** BRIEF **
Rewrite the listing below, replacing "outline" with "boundary" wherever it occurs and keeping every other line unchanged. Leave the pictures out of your version.

** RECORDS FOR THE TASK **
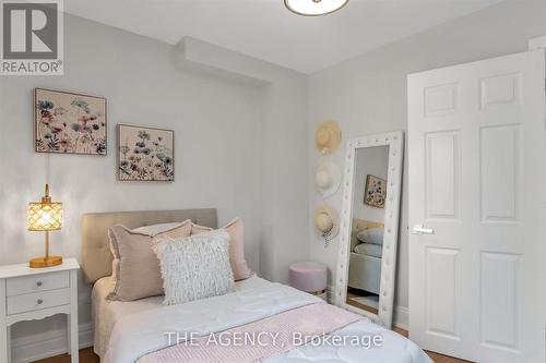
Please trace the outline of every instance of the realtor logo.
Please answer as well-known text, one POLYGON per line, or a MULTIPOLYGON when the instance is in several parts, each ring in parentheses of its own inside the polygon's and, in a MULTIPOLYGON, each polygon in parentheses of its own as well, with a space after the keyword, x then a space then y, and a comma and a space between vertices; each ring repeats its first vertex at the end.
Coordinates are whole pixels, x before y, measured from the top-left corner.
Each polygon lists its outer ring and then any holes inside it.
POLYGON ((2 75, 62 75, 62 0, 1 3, 2 75))

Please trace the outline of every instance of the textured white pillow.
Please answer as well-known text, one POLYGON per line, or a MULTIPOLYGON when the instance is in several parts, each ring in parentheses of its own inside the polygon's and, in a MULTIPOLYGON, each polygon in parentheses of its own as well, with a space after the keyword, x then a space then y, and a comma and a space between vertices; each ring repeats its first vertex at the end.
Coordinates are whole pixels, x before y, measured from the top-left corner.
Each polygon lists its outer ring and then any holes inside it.
POLYGON ((226 230, 159 240, 153 249, 162 268, 165 305, 234 291, 229 234, 226 230))

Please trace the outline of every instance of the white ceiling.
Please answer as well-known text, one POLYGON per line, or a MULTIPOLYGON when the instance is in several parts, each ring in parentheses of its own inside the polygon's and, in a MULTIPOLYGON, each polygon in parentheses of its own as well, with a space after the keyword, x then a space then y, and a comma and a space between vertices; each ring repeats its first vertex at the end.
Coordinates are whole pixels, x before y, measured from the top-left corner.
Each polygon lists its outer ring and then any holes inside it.
POLYGON ((349 0, 319 17, 295 15, 283 0, 68 0, 64 7, 169 44, 191 36, 312 73, 496 2, 349 0))

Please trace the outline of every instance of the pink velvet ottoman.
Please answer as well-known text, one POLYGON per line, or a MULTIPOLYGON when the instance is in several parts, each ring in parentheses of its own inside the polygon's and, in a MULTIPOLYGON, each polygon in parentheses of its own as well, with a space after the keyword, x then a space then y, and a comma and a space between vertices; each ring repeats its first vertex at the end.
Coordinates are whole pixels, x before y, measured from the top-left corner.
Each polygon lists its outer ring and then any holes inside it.
POLYGON ((327 300, 327 266, 313 262, 290 265, 290 286, 327 300))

** WRITTEN SOLUTION **
Please trace the boundary of every instance of the realtor logo.
Please answer as well-known text, one POLYGON per line, or a MULTIPOLYGON when the instance is in several parts, each ring in parentheses of its own inside the polygon's and, in a MULTIPOLYGON, each polygon in parentheses of its own as well, with a space after the keyword, x then a space then y, and a comma and a space between vertices; each ring repeats its first vertex at the end.
Coordinates are whole pixels, x before y, measured from the top-left corner.
Each polygon lists its outer ring and then any holes inside it.
POLYGON ((2 75, 62 75, 62 0, 1 3, 2 75))

Please trace the boundary of every instance of the textured white pillow.
Please answer as well-known text, one POLYGON per line, or a MULTIPOLYGON when the instance is in several parts, each ring in parentheses of its own inside the polygon's and, in a MULTIPOLYGON, each polygon in parentheses of its own as well, with a space after the keyword, x then a space then y, and a comma and a space between vertices; each ring repeats its first vertex at the end.
Coordinates are whole pixels, x before y, measured from the top-left corner.
Each polygon lists its outer ring and then any holes inside it.
POLYGON ((226 230, 159 240, 153 249, 162 268, 165 305, 234 291, 229 234, 226 230))

Please trace the boundary of every instance of the white ceiling.
Please answer as well-known text, one POLYGON per line, or a MULTIPOLYGON when the instance is in several parts, each ring in parentheses of its own inside the polygon's and, in a MULTIPOLYGON, each polygon in parentheses of its own as well, with a space after the keyword, x then a space then y, and a comma and a space between vertices; each ring repeats its first vertex at the end.
Coordinates are whole pixels, x before y, measured from the top-left corner.
Each polygon lists its outer ring and then any holes inside it.
POLYGON ((349 0, 319 17, 295 15, 283 0, 68 0, 64 7, 169 44, 191 36, 312 73, 496 2, 349 0))

Please trace the boundary of every instance of the pink velvet ottoman.
Please answer as well-known text, one POLYGON per line, or a MULTIPOLYGON when the instance is in several parts, each ring in parentheses of its own inside the polygon's and, in a MULTIPOLYGON, each polygon in parentheses of its own as well, with a space after the keyword, x then a space then y, and a comma and a space between vertices; each ring repeats its first vertex at the end.
Coordinates are whole pixels, x before y, measured from the top-left corner.
Each polygon lists its outer ring and then any holes inside it.
POLYGON ((327 300, 327 266, 313 262, 290 265, 290 286, 327 300))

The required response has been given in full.